> _What the task requires_
Each entry below should be written out exactly as it is, with no pictures.

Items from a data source
..........
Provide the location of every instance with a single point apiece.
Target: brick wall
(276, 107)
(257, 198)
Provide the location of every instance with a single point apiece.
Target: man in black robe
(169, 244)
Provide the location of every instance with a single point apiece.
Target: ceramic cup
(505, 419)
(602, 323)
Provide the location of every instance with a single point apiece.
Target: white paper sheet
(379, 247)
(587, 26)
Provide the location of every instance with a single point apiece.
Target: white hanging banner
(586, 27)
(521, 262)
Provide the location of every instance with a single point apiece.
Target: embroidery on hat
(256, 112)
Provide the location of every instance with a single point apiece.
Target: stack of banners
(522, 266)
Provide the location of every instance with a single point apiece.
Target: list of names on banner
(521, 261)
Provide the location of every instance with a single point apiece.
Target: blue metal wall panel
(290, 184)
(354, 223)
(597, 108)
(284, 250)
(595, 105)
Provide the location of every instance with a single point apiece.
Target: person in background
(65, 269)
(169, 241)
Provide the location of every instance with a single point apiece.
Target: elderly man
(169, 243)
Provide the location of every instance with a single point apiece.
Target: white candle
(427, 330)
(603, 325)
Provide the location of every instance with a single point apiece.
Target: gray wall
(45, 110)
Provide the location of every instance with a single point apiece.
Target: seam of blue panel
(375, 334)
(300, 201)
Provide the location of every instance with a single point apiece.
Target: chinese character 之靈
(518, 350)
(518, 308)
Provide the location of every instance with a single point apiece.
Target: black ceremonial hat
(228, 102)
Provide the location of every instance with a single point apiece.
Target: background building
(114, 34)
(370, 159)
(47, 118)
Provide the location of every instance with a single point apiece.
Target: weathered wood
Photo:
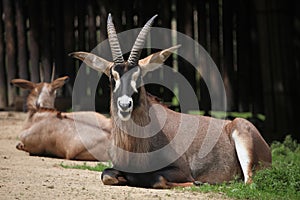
(3, 88)
(185, 22)
(228, 71)
(10, 33)
(22, 41)
(69, 46)
(34, 32)
(58, 51)
(45, 40)
(244, 58)
(202, 10)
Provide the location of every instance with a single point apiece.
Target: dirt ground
(29, 177)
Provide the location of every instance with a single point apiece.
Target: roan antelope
(239, 149)
(47, 132)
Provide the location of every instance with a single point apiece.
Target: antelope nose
(125, 103)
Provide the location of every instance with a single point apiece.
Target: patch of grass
(281, 181)
(99, 167)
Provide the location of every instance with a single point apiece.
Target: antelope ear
(23, 84)
(59, 82)
(154, 61)
(93, 61)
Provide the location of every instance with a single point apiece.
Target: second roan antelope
(239, 150)
(47, 132)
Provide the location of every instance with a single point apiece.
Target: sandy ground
(29, 177)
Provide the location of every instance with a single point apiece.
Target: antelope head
(41, 94)
(126, 76)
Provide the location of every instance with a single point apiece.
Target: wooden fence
(255, 44)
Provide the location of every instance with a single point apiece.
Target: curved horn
(114, 42)
(139, 43)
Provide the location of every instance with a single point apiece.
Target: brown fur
(220, 150)
(47, 132)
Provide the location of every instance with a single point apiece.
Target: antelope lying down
(239, 149)
(47, 132)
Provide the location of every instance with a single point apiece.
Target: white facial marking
(117, 79)
(118, 82)
(133, 85)
(134, 77)
(125, 112)
(41, 97)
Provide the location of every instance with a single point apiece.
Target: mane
(154, 99)
(49, 110)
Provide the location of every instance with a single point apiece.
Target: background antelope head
(41, 94)
(126, 77)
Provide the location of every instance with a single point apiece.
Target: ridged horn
(114, 42)
(139, 43)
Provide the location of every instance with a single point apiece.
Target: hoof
(20, 146)
(108, 180)
(197, 183)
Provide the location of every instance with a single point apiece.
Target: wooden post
(45, 40)
(34, 32)
(68, 24)
(228, 73)
(202, 35)
(3, 88)
(58, 51)
(185, 25)
(281, 93)
(22, 41)
(10, 47)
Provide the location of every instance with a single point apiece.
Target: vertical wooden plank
(91, 24)
(185, 22)
(3, 88)
(104, 81)
(164, 21)
(244, 57)
(272, 18)
(45, 39)
(68, 33)
(34, 32)
(257, 106)
(58, 51)
(146, 10)
(228, 72)
(10, 47)
(205, 103)
(22, 40)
..........
> _Task output_
Provide the location of every instance with a single point apiece.
Target: brick wall
(276, 107)
(257, 198)
Provide the location of every instance with a single point apiece.
Target: man in black robe
(169, 244)
Provide the location of every instance with a single point apiece.
Target: ceramic cup
(505, 419)
(602, 323)
Provide the location of every instance with a single point apiece.
Target: white paper sheet
(379, 247)
(587, 26)
Provide the location of every instance with a single point apiece.
Target: white hanging banner
(586, 27)
(521, 262)
Provide the location of every instance with a single point apiece.
Target: embroidery on hat
(256, 112)
Provide the location of every instance with a single point apiece.
Target: stack of banners
(522, 266)
Provide the location of every instance with a single point apiece.
Target: list of names on banner
(521, 261)
Provide the location of every instance with a single point apiece.
Target: blue metal wall panel
(290, 184)
(354, 223)
(597, 108)
(284, 250)
(595, 105)
Provide the location of every instance with a single point apiece.
Target: person in background
(65, 269)
(169, 241)
Provide the location of every instance with a single point apiece.
Target: elderly man
(169, 243)
Provide the location of every instance with a single point apiece.
Target: white candle
(427, 330)
(603, 325)
Provide the location of every instance with a single point apiece.
Target: gray wall
(45, 110)
Provide the location of every instance with a single point apiece.
Target: seam of blue panel
(375, 334)
(300, 201)
Provide the location of every instance with a single point apiece.
Target: chinese character 之靈
(518, 350)
(518, 308)
Provide the location of every instance with a single point apiece.
Target: black ceremonial hat
(228, 102)
Provide the location of every instance with a single point apiece.
Target: background building
(114, 34)
(370, 159)
(47, 118)
Provide the location of every instance with a single point apiece.
Target: weathered wood
Photo:
(3, 88)
(185, 22)
(228, 71)
(10, 33)
(22, 41)
(69, 46)
(34, 32)
(58, 51)
(45, 40)
(244, 58)
(202, 10)
Provide the location of every instance with a single point apiece.
Target: dirt ground
(29, 177)
Provide the location of every instance with a single point apiece.
Target: roan antelope
(239, 149)
(47, 132)
Provide the location of every instance with a single point apiece.
Target: antelope nose
(125, 103)
Provide the location of every instance with a single point apiece.
Target: patch of grass
(281, 181)
(99, 167)
Provide the location of every instance with a single point apiece.
Target: antelope ear
(23, 84)
(59, 82)
(154, 61)
(93, 61)
Provide the location of every instance with a single point apiece.
Target: second roan antelope
(239, 150)
(47, 132)
Provide the location of every instance with a single point apiece.
Target: sandy ground
(29, 177)
Provide the location of every instance with a single point apiece.
Target: antelope head
(41, 94)
(126, 76)
Provide the location of every instance with a single point apiece.
Target: wooden fence
(255, 44)
Provide the location of every instance with a single point apiece.
Target: curved horn
(114, 42)
(139, 43)
Provide the location of every instance with a single point apiece.
Target: brown fur
(220, 150)
(47, 132)
Provide the location of every instance with a single point apiece.
Target: antelope lying down
(239, 149)
(47, 132)
Provide the location of every instance with a single point apiece.
Target: white facial marking
(117, 79)
(118, 82)
(133, 85)
(134, 77)
(125, 112)
(41, 97)
Provide the location of every instance with a single point apiece.
Target: mane
(154, 99)
(49, 110)
Provide the location of every instance with a single point apiece.
Target: background antelope head
(41, 94)
(126, 77)
Provide the location of every instance with a single point apiece.
Target: ridged horn
(114, 42)
(139, 43)
Provide the location of every instance with a single point apiece.
Target: hoof
(20, 146)
(108, 180)
(197, 183)
Provide the location of every instance with a single point apiece.
Target: wooden post
(45, 40)
(34, 32)
(68, 24)
(228, 73)
(202, 35)
(3, 88)
(58, 51)
(185, 25)
(281, 93)
(22, 41)
(10, 47)
Provide the location of every instance with a single point apiece.
Target: vertical wooden plank
(91, 24)
(185, 22)
(3, 88)
(104, 81)
(164, 21)
(244, 57)
(272, 18)
(45, 39)
(68, 33)
(34, 32)
(257, 106)
(58, 51)
(146, 10)
(228, 72)
(10, 47)
(205, 103)
(22, 40)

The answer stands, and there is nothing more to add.